-- Page extract --
++++++

# Transitioning OFF the bed..



## Naughtona (Dec 12, 2012)

Hi Everyone! I am looking for some insight, advice, help, ANYTHING! Penny is 8.5 months and for the last 3-4 months we have been crating her when we go to bed at night and letting her come into the bed sometime in the early morning hours. It started when she would get up between 5 and 6 AM to go to the bathroom and after letting her out, she would come in the bed with us to sleep for an extra few hours. Well apparently she liked this so much that she kept waking up earlier and earlier to come in the bed! Once we realized she didn't actually have to go out, we should just let her in the bed when she began to cry (like clockwork at 2:30 AM..) and we'd all just go to sleep. The problem, though, is not waking up at 2:30 to let her in the bed as most of the time I don't even remember doing this. The problem is the last few weeks she has been a HORRIBLE bunkmate. She kicks, scratches (not on purpose but still hurts!), moves about, barks at things, and in general is not letting us get any sleep. I love having her curled in a ball my feet or cuddled next to me but its always short lived. My fiance wants to stop this "letting her in the bed" behavior but everytime we try this she cries and cries for HOURS. 

I just wanted to say that YES I totally admit that this is our fault and she definitely trained us here :

My question is: Should we just tough it out and have her cry for a few nights and hopefully she will take the hint? Or are there other suggestions for us all to get better sleep. I feel terrible not letting her in the bed at all because she doesn't understand but we really need to get some sleep. I feel like I did when she was 8 weeks old again  Thanks!!


----------



## solefald (May 16, 2013)

How much exercise is she getting on daily basis? Dre sleeps in bed with us and the only time he is restless is when he is less tired than usual. Most of the time he does not even open his eyes when the cat walks all over him at night.


----------



## Watson (Sep 17, 2012)

I would just let her cry it out if you want it to stop. 

We occasionally let ours sleep in bed with us, but he always sleeps *on top* of one of us, which results in a sore back and a bad nights sleep, so I understand how you feel.


----------



## abatt (Jul 10, 2012)

We have the same routine with our 16 month old pup where we cuddle in our bed for a bit and then make him go into the crate. Then in the morning we let him out and he jumps into our bed to sleep with us for another hour or so.

Sometimes though we are so tired that we don't want him in bed with us. On those days we make him go straight into the crate and don't let him out until we are up. In the beginning he did whine and cry, however, if you are firm and consistent they quickly learn that you mean business. Now he never cries in the morning. He knows that he gets to go in our bed only if we open the crate door, no other way.

It might be tough in the beginning, but if you are consistent, she will pick up on the rules.


----------



## MilesMom (Jun 21, 2012)

Miles sleeps with us and he's usually pretty quiet luckily, as long as he is draped over us ;D 

If you wanted to transition her, I don't think it would take too long. We rented a vacation house a little while ago that didn't allow dogs. I negotiated with the owner to let us bring Miles because it was right by my marathon start line, but negotiations included a large refundable deposit as well as a verbal agreement that he couldn't come on the furniture.

++++++

-- Material to process --
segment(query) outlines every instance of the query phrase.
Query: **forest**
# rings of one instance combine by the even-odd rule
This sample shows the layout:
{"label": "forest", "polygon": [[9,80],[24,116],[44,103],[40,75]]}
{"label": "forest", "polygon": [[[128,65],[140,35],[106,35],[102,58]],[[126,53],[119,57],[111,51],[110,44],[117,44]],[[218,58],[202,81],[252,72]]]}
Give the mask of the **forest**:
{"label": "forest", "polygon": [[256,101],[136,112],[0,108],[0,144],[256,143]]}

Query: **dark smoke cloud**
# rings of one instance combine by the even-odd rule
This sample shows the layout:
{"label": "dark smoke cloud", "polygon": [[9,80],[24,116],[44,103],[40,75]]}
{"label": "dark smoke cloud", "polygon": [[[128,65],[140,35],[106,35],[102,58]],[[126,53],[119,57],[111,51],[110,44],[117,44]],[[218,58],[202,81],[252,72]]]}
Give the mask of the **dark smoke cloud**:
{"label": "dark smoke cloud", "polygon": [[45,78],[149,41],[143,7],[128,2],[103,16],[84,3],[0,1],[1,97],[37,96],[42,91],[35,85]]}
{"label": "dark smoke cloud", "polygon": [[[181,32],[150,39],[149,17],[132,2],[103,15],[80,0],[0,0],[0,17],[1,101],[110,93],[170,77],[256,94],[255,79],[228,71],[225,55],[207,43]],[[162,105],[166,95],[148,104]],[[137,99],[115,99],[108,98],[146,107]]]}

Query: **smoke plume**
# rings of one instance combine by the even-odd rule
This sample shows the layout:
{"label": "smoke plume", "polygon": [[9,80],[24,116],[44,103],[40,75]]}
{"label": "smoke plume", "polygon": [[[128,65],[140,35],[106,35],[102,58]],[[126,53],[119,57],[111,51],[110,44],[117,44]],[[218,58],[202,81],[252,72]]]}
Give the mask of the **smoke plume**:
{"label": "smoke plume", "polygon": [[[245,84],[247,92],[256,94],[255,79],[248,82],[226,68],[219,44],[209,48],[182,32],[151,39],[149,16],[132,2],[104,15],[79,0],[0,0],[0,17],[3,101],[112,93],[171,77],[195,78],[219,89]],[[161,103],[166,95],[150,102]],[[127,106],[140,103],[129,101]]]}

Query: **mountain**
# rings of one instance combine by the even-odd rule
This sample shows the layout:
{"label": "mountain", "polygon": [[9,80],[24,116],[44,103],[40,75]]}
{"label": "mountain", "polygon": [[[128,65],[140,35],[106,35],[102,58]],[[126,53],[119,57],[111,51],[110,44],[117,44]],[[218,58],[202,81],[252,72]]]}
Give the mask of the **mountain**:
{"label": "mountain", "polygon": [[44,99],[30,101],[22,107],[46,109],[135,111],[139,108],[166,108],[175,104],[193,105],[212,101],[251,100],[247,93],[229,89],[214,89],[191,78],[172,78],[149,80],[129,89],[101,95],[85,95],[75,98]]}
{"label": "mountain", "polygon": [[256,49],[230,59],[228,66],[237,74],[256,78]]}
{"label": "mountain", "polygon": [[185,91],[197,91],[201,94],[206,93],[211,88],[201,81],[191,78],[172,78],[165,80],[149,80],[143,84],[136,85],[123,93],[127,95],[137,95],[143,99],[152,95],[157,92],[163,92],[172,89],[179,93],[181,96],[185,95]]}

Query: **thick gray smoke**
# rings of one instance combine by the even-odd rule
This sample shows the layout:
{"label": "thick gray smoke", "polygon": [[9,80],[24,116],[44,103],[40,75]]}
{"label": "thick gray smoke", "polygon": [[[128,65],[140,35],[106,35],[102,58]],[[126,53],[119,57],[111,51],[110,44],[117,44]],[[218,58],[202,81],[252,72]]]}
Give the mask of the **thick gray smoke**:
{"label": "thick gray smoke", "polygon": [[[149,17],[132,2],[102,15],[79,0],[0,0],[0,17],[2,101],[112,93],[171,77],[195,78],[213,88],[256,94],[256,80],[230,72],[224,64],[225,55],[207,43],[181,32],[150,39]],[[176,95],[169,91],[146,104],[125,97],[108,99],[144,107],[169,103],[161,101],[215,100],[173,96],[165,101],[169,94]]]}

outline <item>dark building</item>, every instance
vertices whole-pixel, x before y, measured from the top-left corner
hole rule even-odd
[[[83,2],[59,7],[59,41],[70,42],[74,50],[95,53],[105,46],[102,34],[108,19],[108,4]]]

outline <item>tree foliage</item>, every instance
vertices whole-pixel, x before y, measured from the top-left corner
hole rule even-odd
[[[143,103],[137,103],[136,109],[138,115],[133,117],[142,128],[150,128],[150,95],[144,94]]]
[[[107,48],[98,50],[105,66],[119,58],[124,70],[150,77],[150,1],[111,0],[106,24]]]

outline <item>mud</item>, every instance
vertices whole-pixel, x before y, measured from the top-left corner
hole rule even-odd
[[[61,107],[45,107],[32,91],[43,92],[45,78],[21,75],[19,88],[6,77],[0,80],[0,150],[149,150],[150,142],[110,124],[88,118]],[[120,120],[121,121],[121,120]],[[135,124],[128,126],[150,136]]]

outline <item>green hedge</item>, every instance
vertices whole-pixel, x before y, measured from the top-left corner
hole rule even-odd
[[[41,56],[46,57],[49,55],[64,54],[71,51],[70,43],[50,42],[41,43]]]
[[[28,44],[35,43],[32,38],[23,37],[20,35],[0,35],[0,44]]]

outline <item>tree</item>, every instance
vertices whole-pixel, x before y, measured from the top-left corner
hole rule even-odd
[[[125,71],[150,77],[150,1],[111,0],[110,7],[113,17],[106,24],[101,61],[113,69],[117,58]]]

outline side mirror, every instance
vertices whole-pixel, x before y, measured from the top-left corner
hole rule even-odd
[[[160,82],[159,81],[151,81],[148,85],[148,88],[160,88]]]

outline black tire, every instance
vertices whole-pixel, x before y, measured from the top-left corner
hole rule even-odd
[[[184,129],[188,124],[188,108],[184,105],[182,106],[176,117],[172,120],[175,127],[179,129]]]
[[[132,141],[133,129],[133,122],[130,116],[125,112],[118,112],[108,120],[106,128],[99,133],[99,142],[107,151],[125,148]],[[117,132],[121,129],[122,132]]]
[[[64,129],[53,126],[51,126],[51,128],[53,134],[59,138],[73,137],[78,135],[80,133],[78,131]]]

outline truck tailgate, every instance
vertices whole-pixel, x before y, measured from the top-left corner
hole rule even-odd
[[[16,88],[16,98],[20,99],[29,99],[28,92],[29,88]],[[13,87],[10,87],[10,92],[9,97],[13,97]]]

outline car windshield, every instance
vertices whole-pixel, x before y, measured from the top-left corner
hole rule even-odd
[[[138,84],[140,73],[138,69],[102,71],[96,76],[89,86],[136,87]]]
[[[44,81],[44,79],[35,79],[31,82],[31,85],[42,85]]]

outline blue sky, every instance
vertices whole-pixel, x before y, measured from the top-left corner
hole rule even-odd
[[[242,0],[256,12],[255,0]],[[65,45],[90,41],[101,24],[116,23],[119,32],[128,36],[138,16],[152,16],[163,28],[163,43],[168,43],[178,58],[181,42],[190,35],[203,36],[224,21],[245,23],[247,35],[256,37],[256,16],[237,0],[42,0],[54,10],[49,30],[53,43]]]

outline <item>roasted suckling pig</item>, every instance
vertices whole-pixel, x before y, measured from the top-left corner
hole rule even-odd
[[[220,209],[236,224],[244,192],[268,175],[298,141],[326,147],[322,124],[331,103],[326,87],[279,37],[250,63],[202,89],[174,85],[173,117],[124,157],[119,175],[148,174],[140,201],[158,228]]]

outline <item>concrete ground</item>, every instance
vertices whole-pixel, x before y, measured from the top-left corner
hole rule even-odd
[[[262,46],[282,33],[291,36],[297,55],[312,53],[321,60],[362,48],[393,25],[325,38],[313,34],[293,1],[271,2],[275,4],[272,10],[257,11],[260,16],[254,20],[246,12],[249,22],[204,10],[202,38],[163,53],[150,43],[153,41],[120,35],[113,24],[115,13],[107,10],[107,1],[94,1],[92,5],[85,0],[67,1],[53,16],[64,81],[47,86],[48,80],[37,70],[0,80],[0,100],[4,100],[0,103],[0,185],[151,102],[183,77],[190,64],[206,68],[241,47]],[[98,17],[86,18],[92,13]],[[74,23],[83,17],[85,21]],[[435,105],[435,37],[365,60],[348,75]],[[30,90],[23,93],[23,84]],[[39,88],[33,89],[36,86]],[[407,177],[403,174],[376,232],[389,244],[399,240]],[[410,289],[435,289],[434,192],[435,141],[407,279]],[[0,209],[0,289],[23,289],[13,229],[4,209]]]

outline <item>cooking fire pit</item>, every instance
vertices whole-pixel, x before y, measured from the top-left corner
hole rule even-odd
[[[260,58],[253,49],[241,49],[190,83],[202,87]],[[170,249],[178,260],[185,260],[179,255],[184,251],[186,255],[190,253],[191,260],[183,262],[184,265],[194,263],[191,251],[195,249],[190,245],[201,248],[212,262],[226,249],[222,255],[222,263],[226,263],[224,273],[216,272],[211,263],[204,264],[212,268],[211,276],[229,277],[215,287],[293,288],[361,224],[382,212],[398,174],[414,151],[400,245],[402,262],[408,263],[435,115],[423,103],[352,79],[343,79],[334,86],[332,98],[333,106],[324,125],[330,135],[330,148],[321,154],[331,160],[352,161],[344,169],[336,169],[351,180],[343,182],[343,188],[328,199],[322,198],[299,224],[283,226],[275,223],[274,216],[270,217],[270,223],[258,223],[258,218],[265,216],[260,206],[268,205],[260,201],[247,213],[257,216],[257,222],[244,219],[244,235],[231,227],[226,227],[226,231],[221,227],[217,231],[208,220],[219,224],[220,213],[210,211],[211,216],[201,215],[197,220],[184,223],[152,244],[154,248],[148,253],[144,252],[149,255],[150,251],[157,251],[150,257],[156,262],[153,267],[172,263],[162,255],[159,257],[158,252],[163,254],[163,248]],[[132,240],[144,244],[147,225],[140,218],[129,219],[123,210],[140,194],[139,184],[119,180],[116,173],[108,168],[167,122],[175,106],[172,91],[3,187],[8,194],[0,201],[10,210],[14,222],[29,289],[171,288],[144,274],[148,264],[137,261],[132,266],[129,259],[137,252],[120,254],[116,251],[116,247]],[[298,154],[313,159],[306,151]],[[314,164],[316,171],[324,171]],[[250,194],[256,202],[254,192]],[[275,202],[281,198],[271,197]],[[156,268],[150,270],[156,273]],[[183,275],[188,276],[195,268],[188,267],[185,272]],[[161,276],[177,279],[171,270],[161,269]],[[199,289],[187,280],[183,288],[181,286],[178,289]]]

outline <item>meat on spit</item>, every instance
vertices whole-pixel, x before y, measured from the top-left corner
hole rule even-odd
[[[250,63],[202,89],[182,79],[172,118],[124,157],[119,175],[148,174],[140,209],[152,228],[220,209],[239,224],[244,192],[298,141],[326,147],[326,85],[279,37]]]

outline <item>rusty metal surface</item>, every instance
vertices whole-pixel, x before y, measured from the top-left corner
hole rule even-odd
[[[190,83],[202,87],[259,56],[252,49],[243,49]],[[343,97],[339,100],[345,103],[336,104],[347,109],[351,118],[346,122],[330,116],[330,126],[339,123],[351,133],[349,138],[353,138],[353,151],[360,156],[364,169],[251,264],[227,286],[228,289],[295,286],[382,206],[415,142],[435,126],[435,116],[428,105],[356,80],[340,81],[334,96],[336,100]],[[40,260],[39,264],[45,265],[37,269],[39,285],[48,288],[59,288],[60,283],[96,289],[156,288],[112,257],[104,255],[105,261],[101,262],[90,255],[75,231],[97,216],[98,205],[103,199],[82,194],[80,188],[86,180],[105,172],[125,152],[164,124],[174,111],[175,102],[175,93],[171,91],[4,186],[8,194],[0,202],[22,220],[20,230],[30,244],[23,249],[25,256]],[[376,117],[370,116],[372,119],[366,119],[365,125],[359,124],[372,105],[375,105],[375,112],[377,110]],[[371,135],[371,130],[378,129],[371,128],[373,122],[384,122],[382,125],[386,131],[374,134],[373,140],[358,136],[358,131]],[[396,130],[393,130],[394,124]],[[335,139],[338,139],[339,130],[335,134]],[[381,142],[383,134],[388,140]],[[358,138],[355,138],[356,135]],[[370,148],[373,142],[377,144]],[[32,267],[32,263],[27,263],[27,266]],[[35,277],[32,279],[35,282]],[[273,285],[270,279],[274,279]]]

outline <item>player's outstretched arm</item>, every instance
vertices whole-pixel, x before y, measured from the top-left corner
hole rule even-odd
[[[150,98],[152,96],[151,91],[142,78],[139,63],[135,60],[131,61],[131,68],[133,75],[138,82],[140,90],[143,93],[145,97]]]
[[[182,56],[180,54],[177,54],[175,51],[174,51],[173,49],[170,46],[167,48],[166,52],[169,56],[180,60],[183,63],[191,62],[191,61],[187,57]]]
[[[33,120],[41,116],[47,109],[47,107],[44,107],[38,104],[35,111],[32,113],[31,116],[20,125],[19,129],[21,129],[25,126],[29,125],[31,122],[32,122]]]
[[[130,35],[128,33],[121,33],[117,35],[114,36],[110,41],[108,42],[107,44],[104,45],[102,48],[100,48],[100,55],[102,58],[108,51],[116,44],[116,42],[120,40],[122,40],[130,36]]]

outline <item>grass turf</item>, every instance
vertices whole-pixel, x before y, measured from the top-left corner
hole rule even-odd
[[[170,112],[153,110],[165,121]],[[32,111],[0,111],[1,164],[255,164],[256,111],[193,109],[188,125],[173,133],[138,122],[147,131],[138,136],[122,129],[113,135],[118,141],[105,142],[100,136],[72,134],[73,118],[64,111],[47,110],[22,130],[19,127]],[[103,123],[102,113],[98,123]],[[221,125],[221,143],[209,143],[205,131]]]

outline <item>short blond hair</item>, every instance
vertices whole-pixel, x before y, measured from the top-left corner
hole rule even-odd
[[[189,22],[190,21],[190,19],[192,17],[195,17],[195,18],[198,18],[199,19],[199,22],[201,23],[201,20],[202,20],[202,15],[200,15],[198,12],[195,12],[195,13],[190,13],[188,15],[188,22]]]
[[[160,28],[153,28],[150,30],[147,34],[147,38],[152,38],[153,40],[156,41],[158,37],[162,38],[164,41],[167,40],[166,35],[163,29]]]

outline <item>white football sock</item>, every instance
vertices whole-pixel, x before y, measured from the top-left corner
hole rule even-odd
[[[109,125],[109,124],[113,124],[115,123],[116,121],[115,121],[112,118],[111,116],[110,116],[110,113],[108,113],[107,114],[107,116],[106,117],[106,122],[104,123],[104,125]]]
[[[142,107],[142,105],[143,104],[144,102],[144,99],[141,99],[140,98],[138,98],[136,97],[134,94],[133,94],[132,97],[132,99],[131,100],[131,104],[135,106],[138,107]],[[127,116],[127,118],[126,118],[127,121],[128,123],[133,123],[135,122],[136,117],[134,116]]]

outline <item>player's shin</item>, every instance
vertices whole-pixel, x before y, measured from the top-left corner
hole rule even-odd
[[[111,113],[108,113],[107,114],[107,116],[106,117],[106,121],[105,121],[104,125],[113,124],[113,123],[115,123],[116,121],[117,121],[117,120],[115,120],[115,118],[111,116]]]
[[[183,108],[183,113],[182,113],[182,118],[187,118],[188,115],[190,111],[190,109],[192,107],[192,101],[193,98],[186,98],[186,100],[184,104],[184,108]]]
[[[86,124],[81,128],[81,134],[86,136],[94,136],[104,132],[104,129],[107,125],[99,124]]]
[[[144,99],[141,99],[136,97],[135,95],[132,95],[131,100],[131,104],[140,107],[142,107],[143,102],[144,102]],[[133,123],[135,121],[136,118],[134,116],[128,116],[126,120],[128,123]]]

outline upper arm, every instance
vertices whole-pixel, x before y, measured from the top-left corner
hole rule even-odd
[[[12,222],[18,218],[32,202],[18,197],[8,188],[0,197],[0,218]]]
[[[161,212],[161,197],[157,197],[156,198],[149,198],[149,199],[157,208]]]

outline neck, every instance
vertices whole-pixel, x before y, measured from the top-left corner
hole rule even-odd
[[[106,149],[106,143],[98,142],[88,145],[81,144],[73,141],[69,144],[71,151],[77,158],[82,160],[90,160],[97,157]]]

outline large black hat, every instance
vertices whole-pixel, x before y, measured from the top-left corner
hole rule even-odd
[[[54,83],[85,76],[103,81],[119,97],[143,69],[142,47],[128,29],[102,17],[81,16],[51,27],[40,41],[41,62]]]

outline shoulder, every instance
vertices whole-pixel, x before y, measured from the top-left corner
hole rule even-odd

++++++

-- What to work on --
[1] List the usernames of everyone who posted in the forum thread about moving a dog off the bed.
[2] In the records, update the lines starting at the one containing "outline <item>tree</item>, every instance" and ending at the one containing "[[[160,82],[159,81],[151,81],[148,85],[148,88],[160,88]]]" by changing "hole rule" to "fill rule" and leaving everything else unchanged. Return only those lines.

-- Task-by-task solutions --
[1]
Naughtona
solefald
Watson
abatt
MilesMom

[2]
outline <item>tree</item>, every instance
vertices whole-pixel, x before y, measured from the top-left corner
fill rule even-odd
[[[125,71],[150,77],[150,1],[111,0],[110,7],[113,17],[106,24],[101,61],[113,69],[117,58]]]

outline side mirror, every instance
vertices whole-pixel, x before y, measured from the top-left corner
fill rule even-odd
[[[160,82],[159,81],[151,81],[148,85],[148,88],[160,88]]]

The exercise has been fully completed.